— Start of Working data —
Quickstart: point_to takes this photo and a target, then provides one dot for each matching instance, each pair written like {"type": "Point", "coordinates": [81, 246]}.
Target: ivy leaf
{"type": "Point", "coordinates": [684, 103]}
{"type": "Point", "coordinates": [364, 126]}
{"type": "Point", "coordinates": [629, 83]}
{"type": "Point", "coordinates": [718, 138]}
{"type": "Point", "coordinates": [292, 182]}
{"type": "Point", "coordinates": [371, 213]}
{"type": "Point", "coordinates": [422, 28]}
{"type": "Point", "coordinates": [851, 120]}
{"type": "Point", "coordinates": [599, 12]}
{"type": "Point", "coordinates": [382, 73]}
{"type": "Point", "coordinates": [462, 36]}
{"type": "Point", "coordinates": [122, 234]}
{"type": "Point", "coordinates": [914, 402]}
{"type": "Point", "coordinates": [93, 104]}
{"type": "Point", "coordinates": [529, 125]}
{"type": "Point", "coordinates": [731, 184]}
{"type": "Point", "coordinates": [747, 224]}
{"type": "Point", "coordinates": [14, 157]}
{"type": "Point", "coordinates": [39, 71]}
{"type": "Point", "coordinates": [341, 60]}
— End of Working data —
### [Your objective]
Print every entry exactly as it appears.

### [Result of this task]
Quickstart: point_to takes this photo and a target, then provides one dot for each matching instance, each pair written like {"type": "Point", "coordinates": [81, 246]}.
Target: ivy leaf
{"type": "Point", "coordinates": [684, 103]}
{"type": "Point", "coordinates": [364, 126]}
{"type": "Point", "coordinates": [629, 83]}
{"type": "Point", "coordinates": [718, 138]}
{"type": "Point", "coordinates": [292, 182]}
{"type": "Point", "coordinates": [371, 213]}
{"type": "Point", "coordinates": [422, 28]}
{"type": "Point", "coordinates": [851, 120]}
{"type": "Point", "coordinates": [599, 12]}
{"type": "Point", "coordinates": [382, 73]}
{"type": "Point", "coordinates": [462, 36]}
{"type": "Point", "coordinates": [122, 234]}
{"type": "Point", "coordinates": [914, 402]}
{"type": "Point", "coordinates": [93, 104]}
{"type": "Point", "coordinates": [529, 125]}
{"type": "Point", "coordinates": [731, 184]}
{"type": "Point", "coordinates": [747, 224]}
{"type": "Point", "coordinates": [14, 157]}
{"type": "Point", "coordinates": [39, 71]}
{"type": "Point", "coordinates": [341, 60]}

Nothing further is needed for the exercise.